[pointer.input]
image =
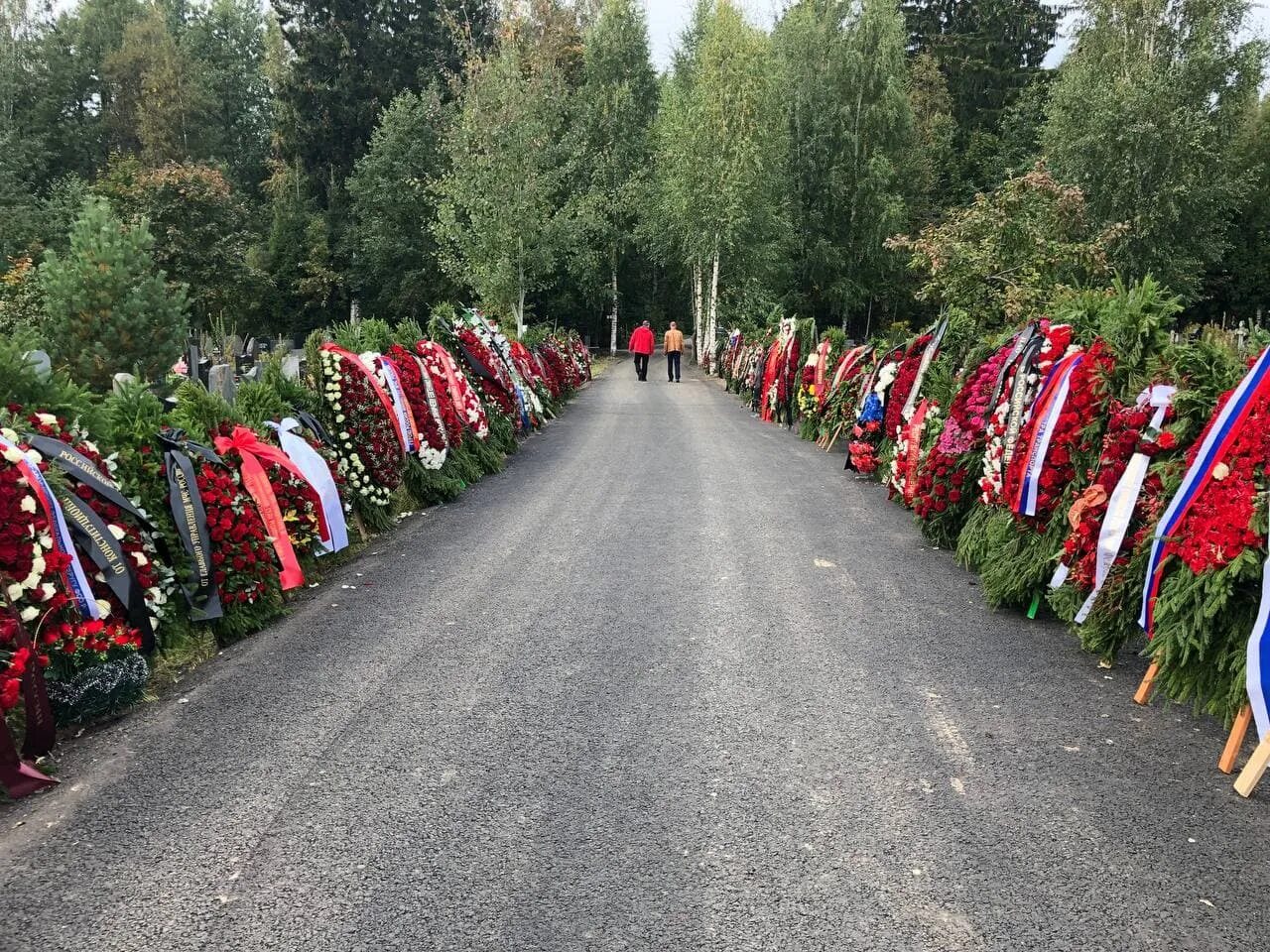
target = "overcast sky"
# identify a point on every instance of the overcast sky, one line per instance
(667, 18)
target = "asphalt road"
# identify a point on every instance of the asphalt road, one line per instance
(672, 682)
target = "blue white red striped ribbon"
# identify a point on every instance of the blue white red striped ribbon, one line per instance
(318, 474)
(1121, 503)
(400, 408)
(1219, 436)
(1259, 658)
(1048, 408)
(72, 576)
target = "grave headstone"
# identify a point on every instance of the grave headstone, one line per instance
(291, 365)
(41, 363)
(220, 380)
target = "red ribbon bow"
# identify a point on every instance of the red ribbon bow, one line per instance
(255, 481)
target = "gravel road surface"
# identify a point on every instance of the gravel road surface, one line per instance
(672, 682)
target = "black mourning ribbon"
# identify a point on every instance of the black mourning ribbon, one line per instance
(190, 518)
(94, 536)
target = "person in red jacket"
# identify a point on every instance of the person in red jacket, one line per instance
(642, 345)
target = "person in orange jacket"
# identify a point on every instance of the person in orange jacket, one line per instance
(674, 348)
(642, 345)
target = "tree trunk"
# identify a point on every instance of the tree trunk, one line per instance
(698, 317)
(520, 280)
(712, 322)
(612, 339)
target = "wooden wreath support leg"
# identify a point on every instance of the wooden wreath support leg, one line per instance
(1148, 683)
(1256, 766)
(834, 438)
(1234, 743)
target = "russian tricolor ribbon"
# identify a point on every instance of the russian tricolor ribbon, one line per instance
(317, 472)
(434, 405)
(407, 426)
(385, 400)
(1225, 426)
(1259, 658)
(72, 575)
(1046, 412)
(1121, 503)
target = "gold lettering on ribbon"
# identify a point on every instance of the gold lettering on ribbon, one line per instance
(105, 546)
(195, 542)
(84, 466)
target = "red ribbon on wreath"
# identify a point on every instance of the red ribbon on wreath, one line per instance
(389, 409)
(18, 777)
(255, 481)
(913, 436)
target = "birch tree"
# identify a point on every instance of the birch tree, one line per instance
(500, 222)
(1144, 117)
(721, 145)
(851, 128)
(617, 102)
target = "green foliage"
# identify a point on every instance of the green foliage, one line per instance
(1007, 255)
(21, 303)
(1142, 117)
(200, 232)
(611, 145)
(431, 486)
(851, 127)
(58, 395)
(107, 307)
(199, 413)
(395, 266)
(500, 214)
(988, 51)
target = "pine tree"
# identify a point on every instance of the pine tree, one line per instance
(397, 273)
(616, 104)
(107, 307)
(1144, 116)
(988, 51)
(851, 130)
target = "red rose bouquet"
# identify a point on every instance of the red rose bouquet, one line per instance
(463, 402)
(154, 579)
(370, 449)
(1023, 546)
(944, 494)
(1211, 570)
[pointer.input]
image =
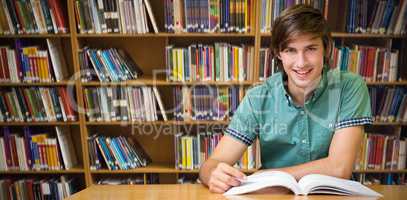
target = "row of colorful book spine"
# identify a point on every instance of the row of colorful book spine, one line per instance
(372, 63)
(52, 188)
(208, 15)
(115, 16)
(116, 153)
(37, 150)
(36, 104)
(192, 151)
(32, 17)
(270, 10)
(388, 104)
(123, 104)
(387, 17)
(32, 63)
(218, 62)
(381, 152)
(107, 65)
(206, 102)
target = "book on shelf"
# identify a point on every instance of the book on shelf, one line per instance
(270, 10)
(31, 63)
(218, 62)
(116, 16)
(381, 152)
(372, 63)
(116, 153)
(206, 102)
(107, 65)
(376, 17)
(388, 104)
(192, 151)
(123, 104)
(150, 179)
(36, 151)
(208, 16)
(28, 188)
(32, 17)
(308, 184)
(382, 178)
(36, 104)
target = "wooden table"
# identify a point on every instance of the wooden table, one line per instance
(197, 191)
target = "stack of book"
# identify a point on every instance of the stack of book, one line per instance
(386, 17)
(34, 16)
(270, 10)
(116, 153)
(372, 63)
(37, 104)
(218, 62)
(192, 151)
(107, 65)
(37, 151)
(388, 104)
(381, 152)
(115, 16)
(209, 15)
(123, 104)
(54, 188)
(31, 63)
(206, 102)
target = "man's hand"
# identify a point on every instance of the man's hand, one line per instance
(223, 177)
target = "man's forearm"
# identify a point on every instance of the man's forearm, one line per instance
(206, 169)
(324, 166)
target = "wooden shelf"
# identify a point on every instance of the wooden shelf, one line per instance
(376, 123)
(60, 83)
(160, 82)
(369, 83)
(381, 171)
(155, 168)
(197, 122)
(65, 35)
(38, 123)
(396, 83)
(164, 35)
(69, 171)
(352, 35)
(171, 122)
(169, 168)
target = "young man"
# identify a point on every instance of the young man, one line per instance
(309, 119)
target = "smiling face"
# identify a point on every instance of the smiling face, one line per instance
(303, 61)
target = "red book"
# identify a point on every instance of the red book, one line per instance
(13, 148)
(2, 66)
(5, 68)
(67, 103)
(57, 12)
(29, 186)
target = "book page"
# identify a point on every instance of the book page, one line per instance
(265, 179)
(317, 183)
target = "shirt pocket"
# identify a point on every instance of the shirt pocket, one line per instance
(277, 135)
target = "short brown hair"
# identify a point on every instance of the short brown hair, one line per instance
(296, 20)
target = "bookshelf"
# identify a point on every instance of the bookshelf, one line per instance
(148, 50)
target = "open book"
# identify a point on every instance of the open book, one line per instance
(309, 184)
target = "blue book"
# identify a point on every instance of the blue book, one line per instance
(27, 144)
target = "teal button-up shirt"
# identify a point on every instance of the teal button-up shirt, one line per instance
(290, 134)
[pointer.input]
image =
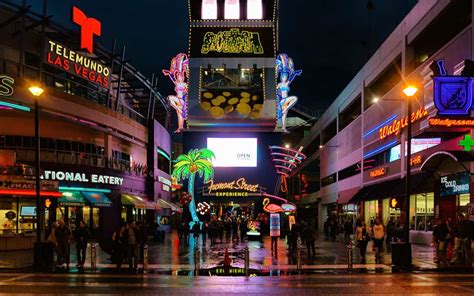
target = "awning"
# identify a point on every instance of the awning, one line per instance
(137, 202)
(422, 182)
(169, 205)
(72, 199)
(97, 199)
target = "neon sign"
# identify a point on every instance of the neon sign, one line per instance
(77, 64)
(89, 27)
(6, 85)
(237, 187)
(399, 124)
(467, 143)
(232, 41)
(378, 172)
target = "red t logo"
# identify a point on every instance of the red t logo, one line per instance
(89, 27)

> Aim
Which lines of the records above contain the word "open"? Pull out each of them and copy it whole, in its original order.

> Response
target = "open book"
# identify a point on every instance of the open book, one line per instance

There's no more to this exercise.